▸ **YOUR TASK**:
Change every "single pin" to "lone marker" in the rows starting at the line containing "For this exercise we mark the wooden" and ending at the line containing "[(150, 34)]", leaving all other wording unchanged and omitting the pictures.

▸ **LISTED ENTRIES**:
▬▬▬▬▬▬▬▬▬▬

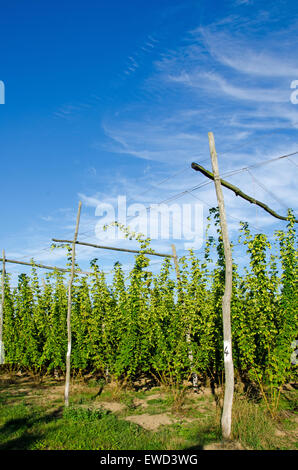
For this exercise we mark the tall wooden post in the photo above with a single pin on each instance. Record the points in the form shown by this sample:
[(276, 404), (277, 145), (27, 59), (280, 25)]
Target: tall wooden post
[(2, 309), (67, 376), (226, 420)]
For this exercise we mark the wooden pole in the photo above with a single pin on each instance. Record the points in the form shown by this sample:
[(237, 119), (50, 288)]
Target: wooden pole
[(238, 191), (67, 377), (226, 420), (2, 309), (188, 340)]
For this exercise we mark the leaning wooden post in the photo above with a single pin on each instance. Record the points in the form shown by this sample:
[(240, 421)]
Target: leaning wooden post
[(188, 340), (226, 420), (2, 309), (67, 377)]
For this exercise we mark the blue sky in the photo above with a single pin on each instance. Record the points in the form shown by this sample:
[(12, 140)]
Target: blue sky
[(111, 98)]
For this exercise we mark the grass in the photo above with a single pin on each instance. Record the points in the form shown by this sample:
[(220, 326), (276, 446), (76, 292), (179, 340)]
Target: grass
[(33, 417)]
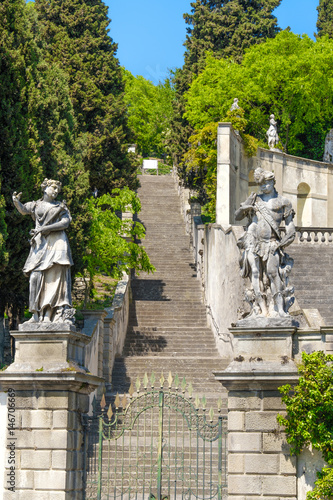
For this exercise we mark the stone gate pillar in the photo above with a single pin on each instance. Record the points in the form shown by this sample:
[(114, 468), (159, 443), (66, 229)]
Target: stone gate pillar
[(47, 391), (259, 462)]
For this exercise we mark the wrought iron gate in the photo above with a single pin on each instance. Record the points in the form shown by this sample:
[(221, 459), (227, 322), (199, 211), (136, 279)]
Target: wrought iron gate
[(158, 445)]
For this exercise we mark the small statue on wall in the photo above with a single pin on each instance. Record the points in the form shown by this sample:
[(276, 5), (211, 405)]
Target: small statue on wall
[(263, 259), (49, 261), (272, 135), (328, 154)]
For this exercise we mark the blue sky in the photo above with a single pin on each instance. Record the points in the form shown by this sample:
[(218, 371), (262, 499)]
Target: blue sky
[(150, 34)]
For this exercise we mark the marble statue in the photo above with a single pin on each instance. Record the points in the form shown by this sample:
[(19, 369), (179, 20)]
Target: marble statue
[(263, 259), (271, 133), (49, 261), (234, 105), (328, 153)]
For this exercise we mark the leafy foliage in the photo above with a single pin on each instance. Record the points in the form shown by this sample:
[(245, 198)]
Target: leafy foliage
[(290, 76), (149, 109), (309, 418), (112, 248), (76, 33), (199, 164), (325, 18)]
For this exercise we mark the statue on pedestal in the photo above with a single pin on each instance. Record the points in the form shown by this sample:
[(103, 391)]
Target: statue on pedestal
[(272, 135), (49, 261), (263, 259), (328, 153)]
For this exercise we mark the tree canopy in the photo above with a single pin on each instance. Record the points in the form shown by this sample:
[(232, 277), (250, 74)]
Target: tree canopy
[(309, 419), (225, 28), (149, 110), (76, 34), (325, 18), (62, 116), (290, 76)]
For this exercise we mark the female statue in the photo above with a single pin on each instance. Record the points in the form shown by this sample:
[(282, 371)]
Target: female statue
[(49, 261)]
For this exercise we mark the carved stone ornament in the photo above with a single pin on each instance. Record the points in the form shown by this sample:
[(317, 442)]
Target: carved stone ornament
[(272, 135), (263, 258), (49, 261)]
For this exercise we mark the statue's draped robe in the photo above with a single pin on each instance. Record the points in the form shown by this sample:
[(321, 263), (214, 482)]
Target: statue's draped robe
[(49, 261)]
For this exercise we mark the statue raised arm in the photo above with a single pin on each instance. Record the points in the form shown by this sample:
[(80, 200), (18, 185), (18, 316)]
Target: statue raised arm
[(49, 261)]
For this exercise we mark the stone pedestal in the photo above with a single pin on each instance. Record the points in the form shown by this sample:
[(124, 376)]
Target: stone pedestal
[(48, 388), (259, 463)]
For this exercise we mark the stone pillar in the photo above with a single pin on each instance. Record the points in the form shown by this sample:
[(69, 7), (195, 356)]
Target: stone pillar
[(259, 463), (48, 390), (223, 194)]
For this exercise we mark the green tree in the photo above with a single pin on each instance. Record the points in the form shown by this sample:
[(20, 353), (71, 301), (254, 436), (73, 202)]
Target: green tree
[(112, 248), (76, 33), (149, 109), (309, 419), (325, 18), (290, 76), (199, 164), (227, 28), (37, 140)]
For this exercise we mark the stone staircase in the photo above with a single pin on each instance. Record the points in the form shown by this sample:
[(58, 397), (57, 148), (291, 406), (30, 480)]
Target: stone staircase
[(312, 277), (168, 328)]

▬▬▬▬▬▬▬▬▬▬

▸ **CORRECT ANSWER**:
For this exercise we mark the wooden pole in the photo above with a lone marker on each instance. Record the points in the form shown by this sample:
[(237, 119), (50, 288)]
Target: wooden pole
[(238, 191), (67, 377), (226, 420), (2, 309), (188, 340)]
For this exercise we mark the leaning wooden post in the photo above with a lone marker on each instance. Record the points in the form shown by this sample:
[(240, 421)]
Target: leaning wooden post
[(188, 340), (226, 420), (2, 309), (67, 377)]
For this exercise we mark the blue sky in the photo above with a lone marker on each instance. Record the points in the form shown by this sample:
[(12, 140)]
Target: blue sky
[(111, 98)]
For this exercise we mark the grass in the photo above with a lone marker on each instance. Record the points in the form shown by this sample:
[(220, 326), (276, 446), (76, 292), (179, 340)]
Target: grass
[(33, 417)]
For this exercise we mark the stone gate pillar in the photo above with a lone marker on each instance. Record the points in the form shown by this sample:
[(114, 468), (159, 443), (66, 229)]
Target: stone gate pillar
[(47, 391), (259, 462)]
For this exercise we mark the wrought iron gate in the photo above with a lone marker on each instance. Record the points in the form shown by this sample:
[(221, 459), (227, 322), (199, 211), (136, 279)]
Target: wrought iron gate
[(158, 445)]
For this exercise we mark the small statue on wall in the photo above with a lone marker on each instance. Record the points in the form shown by this sample:
[(276, 5), (211, 405)]
Target: small statue on wall
[(263, 259), (49, 261), (272, 135), (328, 154)]
For this exercise we mark the blue sky in the photo above with a lone marker on each instance. Record the points in the form shown by this sample:
[(218, 371), (262, 499)]
Target: blue sky
[(150, 34)]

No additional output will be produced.